• [EXERCISE DESCRIPTION]:
Retyping the entire listing exactly is the task.
--- INPUT FOR THIS TASK ---
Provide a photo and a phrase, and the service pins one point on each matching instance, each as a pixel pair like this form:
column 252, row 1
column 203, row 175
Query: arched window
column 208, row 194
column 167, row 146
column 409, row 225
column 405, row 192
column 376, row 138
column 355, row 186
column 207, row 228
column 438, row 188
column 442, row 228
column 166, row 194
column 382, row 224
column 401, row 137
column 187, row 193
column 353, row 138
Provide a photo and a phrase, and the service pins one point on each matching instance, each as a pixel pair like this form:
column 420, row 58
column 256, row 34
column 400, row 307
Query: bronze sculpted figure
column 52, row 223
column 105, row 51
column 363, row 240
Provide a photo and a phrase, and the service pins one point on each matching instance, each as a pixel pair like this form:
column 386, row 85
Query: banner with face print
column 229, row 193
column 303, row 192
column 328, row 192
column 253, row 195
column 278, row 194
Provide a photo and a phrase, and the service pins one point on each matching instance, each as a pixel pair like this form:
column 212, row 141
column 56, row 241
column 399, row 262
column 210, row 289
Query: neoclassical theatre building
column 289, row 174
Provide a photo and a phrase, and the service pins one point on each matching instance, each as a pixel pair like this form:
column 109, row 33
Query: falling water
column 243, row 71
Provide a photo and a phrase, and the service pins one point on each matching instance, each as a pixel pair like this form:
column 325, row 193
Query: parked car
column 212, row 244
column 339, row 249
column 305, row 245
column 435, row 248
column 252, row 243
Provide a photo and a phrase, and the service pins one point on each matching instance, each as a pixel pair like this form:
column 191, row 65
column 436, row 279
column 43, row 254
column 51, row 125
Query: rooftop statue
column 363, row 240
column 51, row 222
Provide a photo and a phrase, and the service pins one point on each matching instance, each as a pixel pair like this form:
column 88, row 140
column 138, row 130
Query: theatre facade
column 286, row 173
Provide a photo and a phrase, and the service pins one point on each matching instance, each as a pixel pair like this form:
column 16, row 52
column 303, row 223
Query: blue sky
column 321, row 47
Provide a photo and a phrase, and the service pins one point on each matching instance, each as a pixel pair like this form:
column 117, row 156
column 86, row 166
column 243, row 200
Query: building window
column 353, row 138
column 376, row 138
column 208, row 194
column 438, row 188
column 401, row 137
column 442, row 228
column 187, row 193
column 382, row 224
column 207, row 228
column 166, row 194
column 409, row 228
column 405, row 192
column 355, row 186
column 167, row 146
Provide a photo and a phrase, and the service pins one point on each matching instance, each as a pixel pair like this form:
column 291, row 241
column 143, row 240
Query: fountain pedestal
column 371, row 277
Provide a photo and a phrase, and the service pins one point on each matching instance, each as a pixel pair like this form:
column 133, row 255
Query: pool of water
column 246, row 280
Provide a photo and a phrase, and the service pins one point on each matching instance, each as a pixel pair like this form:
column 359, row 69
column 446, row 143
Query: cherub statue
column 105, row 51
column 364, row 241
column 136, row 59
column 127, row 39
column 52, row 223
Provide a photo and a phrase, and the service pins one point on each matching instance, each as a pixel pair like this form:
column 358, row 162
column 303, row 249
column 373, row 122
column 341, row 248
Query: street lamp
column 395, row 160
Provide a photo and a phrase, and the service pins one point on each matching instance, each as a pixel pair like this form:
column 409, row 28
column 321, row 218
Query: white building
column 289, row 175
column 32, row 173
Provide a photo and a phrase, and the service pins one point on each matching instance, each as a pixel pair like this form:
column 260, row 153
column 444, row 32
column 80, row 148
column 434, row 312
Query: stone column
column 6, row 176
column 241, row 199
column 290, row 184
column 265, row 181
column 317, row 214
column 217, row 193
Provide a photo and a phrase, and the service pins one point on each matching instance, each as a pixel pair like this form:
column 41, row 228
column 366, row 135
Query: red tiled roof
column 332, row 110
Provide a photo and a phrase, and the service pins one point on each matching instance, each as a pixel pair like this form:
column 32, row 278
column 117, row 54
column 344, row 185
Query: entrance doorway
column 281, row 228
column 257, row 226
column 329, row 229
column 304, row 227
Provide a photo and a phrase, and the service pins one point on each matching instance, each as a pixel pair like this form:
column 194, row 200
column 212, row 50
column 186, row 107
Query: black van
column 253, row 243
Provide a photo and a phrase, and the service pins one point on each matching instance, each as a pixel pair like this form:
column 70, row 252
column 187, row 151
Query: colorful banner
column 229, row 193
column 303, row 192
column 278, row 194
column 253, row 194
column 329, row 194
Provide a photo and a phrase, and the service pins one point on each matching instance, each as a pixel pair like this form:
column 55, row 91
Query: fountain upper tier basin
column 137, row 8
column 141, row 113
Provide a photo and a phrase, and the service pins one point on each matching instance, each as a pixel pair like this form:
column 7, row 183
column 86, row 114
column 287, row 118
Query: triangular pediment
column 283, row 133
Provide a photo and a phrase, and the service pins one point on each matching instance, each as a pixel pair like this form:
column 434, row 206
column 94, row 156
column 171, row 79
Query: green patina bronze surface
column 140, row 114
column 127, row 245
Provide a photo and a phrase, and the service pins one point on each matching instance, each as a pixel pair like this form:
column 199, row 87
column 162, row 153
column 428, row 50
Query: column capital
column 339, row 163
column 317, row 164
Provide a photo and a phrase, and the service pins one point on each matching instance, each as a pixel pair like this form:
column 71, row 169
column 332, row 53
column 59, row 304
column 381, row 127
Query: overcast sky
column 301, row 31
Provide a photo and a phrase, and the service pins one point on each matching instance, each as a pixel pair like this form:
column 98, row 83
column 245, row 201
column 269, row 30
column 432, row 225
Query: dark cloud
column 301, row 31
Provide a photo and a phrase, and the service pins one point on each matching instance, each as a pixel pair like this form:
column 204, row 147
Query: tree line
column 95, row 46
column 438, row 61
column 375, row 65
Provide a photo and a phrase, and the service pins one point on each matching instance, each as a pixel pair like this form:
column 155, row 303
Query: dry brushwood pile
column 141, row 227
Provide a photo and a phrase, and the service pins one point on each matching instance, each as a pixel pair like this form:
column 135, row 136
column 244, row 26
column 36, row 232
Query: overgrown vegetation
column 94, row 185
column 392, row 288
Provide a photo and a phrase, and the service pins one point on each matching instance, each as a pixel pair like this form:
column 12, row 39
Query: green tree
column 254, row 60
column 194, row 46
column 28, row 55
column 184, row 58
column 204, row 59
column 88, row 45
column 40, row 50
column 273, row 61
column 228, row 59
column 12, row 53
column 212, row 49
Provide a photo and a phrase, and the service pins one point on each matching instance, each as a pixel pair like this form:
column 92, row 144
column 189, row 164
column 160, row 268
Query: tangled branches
---
• [EXERCISE RESPONSE]:
Provide a photo and a phrase, and the service pins one point on each matching instance, each as a pixel pair like this form:
column 252, row 1
column 203, row 175
Query: arched window
column 208, row 194
column 167, row 146
column 409, row 225
column 405, row 192
column 376, row 138
column 355, row 186
column 207, row 228
column 438, row 188
column 442, row 228
column 166, row 194
column 382, row 224
column 401, row 137
column 187, row 193
column 353, row 138
Provide a photo and a phrase, and the service pins one point on each matching instance, each as a pixel pair like this form:
column 420, row 58
column 256, row 34
column 400, row 307
Query: bronze sculpted figure
column 52, row 223
column 105, row 51
column 363, row 240
Provide a photo and a phrase, and the service pins one point on each matching instance, each as a pixel pair like this form:
column 386, row 85
Query: banner with face print
column 229, row 193
column 303, row 192
column 328, row 192
column 253, row 195
column 278, row 194
Provide a photo and a phrase, and the service pins one point on each matching instance, each as a pixel pair like this form:
column 212, row 141
column 56, row 241
column 399, row 262
column 210, row 289
Query: neoclassical theatre building
column 289, row 174
Provide a photo and a phrase, and the service pins one point on each matching instance, each as a pixel pair like this form:
column 109, row 33
Query: falling water
column 243, row 71
Provide a photo and a phrase, and the service pins one point on each matching instance, each as a pixel pair like this form:
column 325, row 193
Query: parked car
column 212, row 244
column 339, row 249
column 305, row 245
column 435, row 248
column 252, row 243
Provide a photo and a phrase, and the service pins one point on each matching instance, each as a pixel pair like this form:
column 191, row 65
column 436, row 279
column 43, row 254
column 51, row 125
Query: rooftop statue
column 363, row 240
column 51, row 222
Provide a photo and a phrase, and the service pins one point on each matching instance, each as a pixel pair like this form:
column 88, row 140
column 138, row 130
Query: theatre facade
column 286, row 173
Provide a photo and a phrase, and the service pins one point on each matching instance, each as a pixel pair like this form:
column 16, row 52
column 303, row 223
Query: blue sky
column 321, row 47
Provide a photo and a phrase, and the service pins one point on each matching instance, each as a pixel pair like this form:
column 117, row 156
column 86, row 166
column 243, row 200
Query: building window
column 353, row 138
column 376, row 138
column 208, row 194
column 438, row 188
column 401, row 137
column 442, row 228
column 187, row 193
column 382, row 224
column 207, row 228
column 166, row 194
column 409, row 228
column 405, row 192
column 355, row 186
column 167, row 146
Provide a photo and a phrase, and the service pins one point on each matching instance, each as a pixel pair like this form:
column 291, row 241
column 143, row 240
Query: fountain pedestal
column 371, row 277
Provide a photo and a phrase, and the service pins one point on each matching instance, each as a pixel pair like this form:
column 133, row 255
Query: pool of water
column 246, row 280
Provide a photo and a phrase, and the service pins one point on each matching instance, each as a pixel pair like this form:
column 359, row 69
column 446, row 143
Query: cherub statue
column 105, row 51
column 364, row 241
column 136, row 59
column 127, row 39
column 52, row 223
Provide a photo and a phrase, and the service pins one point on each matching instance, each as a pixel pair like this form:
column 358, row 162
column 303, row 249
column 373, row 122
column 341, row 248
Query: street lamp
column 395, row 160
Provide a photo and a phrase, and the service pins one point on each matching instance, each as a pixel pair like this form:
column 409, row 28
column 321, row 218
Query: white building
column 289, row 175
column 32, row 173
Provide a photo and a phrase, and the service pins one point on each matching instance, each as a pixel pair like this form:
column 260, row 153
column 444, row 32
column 80, row 148
column 434, row 312
Query: stone column
column 6, row 176
column 241, row 199
column 290, row 184
column 265, row 181
column 317, row 214
column 217, row 193
Provide a photo and a phrase, and the service pins one point on each matching instance, each as a pixel pair like this form:
column 41, row 228
column 366, row 135
Query: red tiled roof
column 332, row 110
Provide a photo and a phrase, and the service pins one point on each matching instance, each as a pixel pair like this form:
column 32, row 278
column 117, row 54
column 344, row 185
Query: entrance doorway
column 281, row 228
column 257, row 226
column 329, row 229
column 304, row 227
Provide a photo and a phrase, and the service pins one point on each matching instance, each as a pixel pair like this form:
column 194, row 200
column 212, row 50
column 186, row 107
Query: black van
column 253, row 243
Provide a photo and a phrase, and the service pins one point on each matching instance, each as a pixel pair like this form:
column 70, row 252
column 187, row 151
Query: colorful banner
column 229, row 193
column 303, row 192
column 278, row 194
column 253, row 194
column 329, row 194
Provide a photo and a phrase, and the service pins one point on each matching instance, each as a pixel pair like this form:
column 55, row 91
Query: fountain upper tier basin
column 137, row 8
column 141, row 113
Provide a photo and a phrase, and the service pins one point on each matching instance, each as a pixel pair like this form:
column 7, row 183
column 86, row 114
column 287, row 118
Query: triangular pediment
column 283, row 133
Provide a photo and a phrase, and the service pins one point on each matching instance, each as a pixel pair like this form:
column 434, row 206
column 94, row 156
column 171, row 79
Query: green patina bronze surface
column 140, row 114
column 127, row 245
Provide a photo and a phrase, and the service pins one point on each matching instance, each as a pixel pair like this form:
column 199, row 87
column 162, row 153
column 428, row 50
Query: column capital
column 339, row 163
column 317, row 164
Provide a photo and a phrase, and the service pins one point on each matching instance, each as a pixel pair like this form:
column 71, row 169
column 332, row 53
column 59, row 304
column 381, row 127
Query: overcast sky
column 301, row 31
Provide a photo and a phrase, and the service pins one point on each matching instance, each as a pixel pair like this form:
column 98, row 83
column 245, row 201
column 269, row 30
column 432, row 225
Query: dark cloud
column 301, row 31
Provide a photo and a phrase, and the service pins one point on each matching instance, each as a pixel pair like this form:
column 204, row 147
Query: tree line
column 95, row 46
column 438, row 61
column 375, row 65
Provide a photo and a phrase, and the service pins one point on each matching instance, each as a pixel pair like this form:
column 155, row 303
Query: dry brushwood pile
column 141, row 227
Provide a photo and a phrase, and the service pins one point on each matching instance, each as a pixel pair like this form:
column 135, row 136
column 244, row 26
column 36, row 232
Query: overgrown vegetation
column 94, row 185
column 392, row 288
Provide a photo and a phrase, and the service pins one point on each matching instance, each as a pixel pair like this form:
column 12, row 39
Query: green tree
column 254, row 60
column 194, row 46
column 28, row 55
column 184, row 58
column 204, row 59
column 88, row 45
column 40, row 50
column 273, row 61
column 228, row 59
column 12, row 53
column 212, row 49
Provide a photo and a phrase, and the service pins one point on each matching instance, each as a pixel pair like this form:
column 92, row 144
column 189, row 164
column 160, row 268
Query: tangled branches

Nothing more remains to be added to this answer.